#### [What is required]
Task for the listing below: copy it out in full, exactly.

#### [Records supplied]
------------------------------------------------------------------------
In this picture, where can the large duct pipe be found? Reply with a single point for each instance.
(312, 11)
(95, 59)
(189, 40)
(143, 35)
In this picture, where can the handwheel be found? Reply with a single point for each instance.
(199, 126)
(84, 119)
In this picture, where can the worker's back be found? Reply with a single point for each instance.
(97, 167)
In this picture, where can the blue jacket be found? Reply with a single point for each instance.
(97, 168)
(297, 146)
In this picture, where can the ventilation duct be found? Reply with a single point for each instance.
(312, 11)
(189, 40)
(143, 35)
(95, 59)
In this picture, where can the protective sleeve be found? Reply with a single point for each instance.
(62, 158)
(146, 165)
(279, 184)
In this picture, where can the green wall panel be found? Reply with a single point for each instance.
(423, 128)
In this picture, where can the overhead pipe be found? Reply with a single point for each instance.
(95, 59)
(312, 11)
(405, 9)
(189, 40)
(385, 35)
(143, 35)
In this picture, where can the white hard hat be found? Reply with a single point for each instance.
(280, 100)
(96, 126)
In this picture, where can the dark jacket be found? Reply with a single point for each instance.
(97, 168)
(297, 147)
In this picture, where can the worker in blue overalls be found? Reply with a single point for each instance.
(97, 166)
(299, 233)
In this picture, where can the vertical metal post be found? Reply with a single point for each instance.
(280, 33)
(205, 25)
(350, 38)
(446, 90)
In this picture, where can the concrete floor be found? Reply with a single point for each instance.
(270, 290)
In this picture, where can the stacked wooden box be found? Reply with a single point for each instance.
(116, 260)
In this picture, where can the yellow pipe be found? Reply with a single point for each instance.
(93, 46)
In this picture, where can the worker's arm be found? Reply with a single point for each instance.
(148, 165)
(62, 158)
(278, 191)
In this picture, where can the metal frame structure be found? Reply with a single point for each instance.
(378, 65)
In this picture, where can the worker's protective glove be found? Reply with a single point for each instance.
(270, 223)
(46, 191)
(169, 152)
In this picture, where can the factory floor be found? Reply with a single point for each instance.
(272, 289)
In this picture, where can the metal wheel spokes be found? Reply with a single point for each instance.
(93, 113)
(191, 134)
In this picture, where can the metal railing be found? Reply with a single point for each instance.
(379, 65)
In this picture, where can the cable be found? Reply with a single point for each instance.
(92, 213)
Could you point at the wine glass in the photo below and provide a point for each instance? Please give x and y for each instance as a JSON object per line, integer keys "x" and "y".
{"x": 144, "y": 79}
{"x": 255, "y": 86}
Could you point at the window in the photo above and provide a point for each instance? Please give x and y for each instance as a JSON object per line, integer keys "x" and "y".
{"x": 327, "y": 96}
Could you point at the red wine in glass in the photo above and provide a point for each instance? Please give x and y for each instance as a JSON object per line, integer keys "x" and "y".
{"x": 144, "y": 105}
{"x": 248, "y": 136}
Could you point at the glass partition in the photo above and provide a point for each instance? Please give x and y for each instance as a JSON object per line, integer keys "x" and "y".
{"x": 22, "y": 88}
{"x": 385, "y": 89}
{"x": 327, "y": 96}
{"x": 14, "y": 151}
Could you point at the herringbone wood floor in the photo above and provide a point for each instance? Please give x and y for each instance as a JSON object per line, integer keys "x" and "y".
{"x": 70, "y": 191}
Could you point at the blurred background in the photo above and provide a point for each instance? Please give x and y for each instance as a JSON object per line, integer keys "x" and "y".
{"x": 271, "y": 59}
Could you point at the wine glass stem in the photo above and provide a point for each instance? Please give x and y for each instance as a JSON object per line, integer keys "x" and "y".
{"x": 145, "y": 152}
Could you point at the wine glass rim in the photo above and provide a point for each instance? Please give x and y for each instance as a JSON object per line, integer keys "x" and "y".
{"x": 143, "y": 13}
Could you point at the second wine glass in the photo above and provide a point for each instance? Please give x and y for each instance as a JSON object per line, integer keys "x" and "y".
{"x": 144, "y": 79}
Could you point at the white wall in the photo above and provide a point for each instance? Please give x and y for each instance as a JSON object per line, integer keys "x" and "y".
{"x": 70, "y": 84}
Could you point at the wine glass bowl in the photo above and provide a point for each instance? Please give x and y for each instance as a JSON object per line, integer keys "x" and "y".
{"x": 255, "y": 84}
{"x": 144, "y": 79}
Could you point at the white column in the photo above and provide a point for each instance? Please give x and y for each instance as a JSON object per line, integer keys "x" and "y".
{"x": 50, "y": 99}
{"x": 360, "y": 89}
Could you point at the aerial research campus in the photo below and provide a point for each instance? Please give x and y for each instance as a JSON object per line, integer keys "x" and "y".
------------------------------------------------------------------------
#### [Exercise solution]
In this picture, where can the large duct pipe be found? Reply with a single point for each instance.
(312, 11)
(95, 59)
(189, 40)
(143, 35)
In this picture, where can the handwheel be found? Reply with a single point for each instance.
(199, 126)
(84, 119)
In this picture, where can the worker's back be found? Reply with a single point for each instance.
(97, 167)
In this picture, where can the blue jacket be found? Reply with a single point for each instance.
(97, 168)
(297, 146)
In this picture, where can the ventilation duct be found? Reply with a single point for each instance.
(312, 11)
(189, 40)
(143, 35)
(95, 59)
In this picture, where can the protective sleeve be found? Reply with a single point for each instance.
(62, 158)
(146, 165)
(279, 184)
In this picture, where can the green wall panel be found? Reply with a single point for each instance.
(423, 128)
In this picture, where can the overhead pipe be found? Reply with a single point for each instance.
(95, 59)
(312, 11)
(405, 9)
(189, 40)
(385, 35)
(143, 35)
In this picture, where can the white hard hat be found? Reply with a single point for each instance.
(280, 100)
(96, 126)
In this picture, where can the dark jacket be found? Reply with a single point for each instance.
(97, 168)
(297, 147)
In this picture, where can the worker in blue overalls be found? Reply with a single point for each instance.
(97, 166)
(299, 233)
In this picture, where can the vertical metal post be found? Reply with a single point for each instance.
(280, 33)
(205, 25)
(350, 38)
(446, 90)
In this picture, where can the concrete floor be found? Reply with a single point for each instance.
(270, 290)
In this picture, where can the stacked wooden box be found? Reply with a single point for each instance.
(116, 260)
In this picture, where can the yellow pipe be found? Reply with a single point for each instance.
(93, 46)
In this picture, where can the worker's arm be found? Reply with a single point for each instance.
(148, 165)
(62, 158)
(278, 191)
In this picture, where can the metal frame structure be found? Reply with a single point for each instance.
(378, 65)
In this picture, where can the worker's protective glove be found? Reply with a single point for each instance.
(270, 223)
(46, 191)
(169, 152)
In this picture, where can the factory floor be found? Reply with a single point for each instance.
(272, 289)
In this picture, where can the metal wheel spokes be found? Reply with a single point for each instance.
(93, 113)
(191, 134)
In this picture, where can the metal railing be found? Reply with a single point for each instance.
(379, 65)
In this picture, where can the cable be found? Reply with a single point for each instance.
(92, 213)
Could you point at the wine glass in the photo below and provide a point for each instance? Please give x and y for each instance as a JSON object per line, integer keys "x" and "y".
{"x": 144, "y": 79}
{"x": 255, "y": 86}
Could you point at the window in the photo above and provide a point for each instance? Please give x and y for each instance as a JSON object per line, integer keys "x" and "y".
{"x": 327, "y": 96}
Could you point at the red wine in glass in the photo above and provide a point for each instance? Please give x and y for each instance as a JSON object per line, integer keys "x" and "y".
{"x": 144, "y": 105}
{"x": 248, "y": 136}
Could you point at the glass partition in the photo above and provide a point for each instance? Please give x and y for each instance as a JSON object per line, integer keys "x" and "y".
{"x": 22, "y": 88}
{"x": 385, "y": 89}
{"x": 327, "y": 96}
{"x": 14, "y": 151}
Could you point at the herringbone wood floor in the photo above and provide a point for each instance? Please give x and y for each instance as a JSON object per line, integer keys "x" and "y".
{"x": 70, "y": 191}
Could you point at the blurred background in the photo above and provide a point for each instance? Please give x and y for each instance as a JSON object per line, integer keys "x" and "y".
{"x": 271, "y": 59}
Could you point at the wine glass stem in the photo above and provide a point for each instance? Please give x and y for each instance as a JSON object per line, integer keys "x" and "y".
{"x": 145, "y": 152}
Could you point at the wine glass rim in the photo above and provide a point for each instance? Please give x and y for each instance as a JSON object per line, integer keys "x" and "y".
{"x": 143, "y": 13}
Could you point at the second wine glass in the photo above and provide a point for each instance? Please give x and y for each instance as a JSON object per line, integer keys "x" and "y".
{"x": 144, "y": 79}
Could you point at the white wall in the photo above and provide a point for each instance? Please give x and y for each instance as a JSON object per line, integer keys "x" and "y".
{"x": 70, "y": 84}
Could you point at the wine glass bowl in the photo above and provide a point for each instance? Please give x and y for each instance as a JSON object per line, integer keys "x" and "y".
{"x": 255, "y": 84}
{"x": 144, "y": 79}
Could you point at the white column in the photo above and provide a point for each instance? Please give x and y for each instance as a JSON object per line, integer keys "x" and "y".
{"x": 50, "y": 99}
{"x": 360, "y": 89}
Could you point at the aerial research campus in the photo below and provide a point for each instance? Please give x and y for each instance as a JSON object per line, integer keys "x" and "y".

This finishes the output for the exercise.